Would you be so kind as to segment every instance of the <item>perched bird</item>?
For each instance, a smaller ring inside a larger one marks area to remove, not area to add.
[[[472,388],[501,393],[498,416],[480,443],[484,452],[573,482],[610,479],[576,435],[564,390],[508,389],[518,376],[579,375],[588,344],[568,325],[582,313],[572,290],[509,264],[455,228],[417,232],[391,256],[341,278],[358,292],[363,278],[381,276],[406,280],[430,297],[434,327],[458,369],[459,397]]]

......

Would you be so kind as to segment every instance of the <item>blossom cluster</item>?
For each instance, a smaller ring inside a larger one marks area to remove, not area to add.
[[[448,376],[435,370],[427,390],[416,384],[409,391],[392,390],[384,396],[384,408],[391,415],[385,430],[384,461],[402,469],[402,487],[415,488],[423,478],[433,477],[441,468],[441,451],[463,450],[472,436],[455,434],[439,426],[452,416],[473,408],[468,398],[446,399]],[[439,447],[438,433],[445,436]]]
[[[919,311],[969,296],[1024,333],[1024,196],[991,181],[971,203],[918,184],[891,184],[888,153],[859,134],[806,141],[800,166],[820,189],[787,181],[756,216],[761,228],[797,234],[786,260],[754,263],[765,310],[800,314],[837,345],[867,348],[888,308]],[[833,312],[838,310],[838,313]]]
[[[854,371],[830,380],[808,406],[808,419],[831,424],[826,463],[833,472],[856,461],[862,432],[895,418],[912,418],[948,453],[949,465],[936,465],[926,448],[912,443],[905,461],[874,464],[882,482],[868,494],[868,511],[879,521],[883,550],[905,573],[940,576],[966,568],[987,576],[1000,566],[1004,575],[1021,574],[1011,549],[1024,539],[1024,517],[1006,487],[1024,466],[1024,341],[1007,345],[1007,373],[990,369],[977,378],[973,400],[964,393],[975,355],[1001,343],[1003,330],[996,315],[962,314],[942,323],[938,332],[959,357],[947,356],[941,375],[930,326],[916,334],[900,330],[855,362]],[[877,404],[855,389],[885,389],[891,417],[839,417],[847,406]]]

......

Aim of the exercise: Tally the lines of the material above that include the word "kind", then state that tally alone.

Exercise solution: 2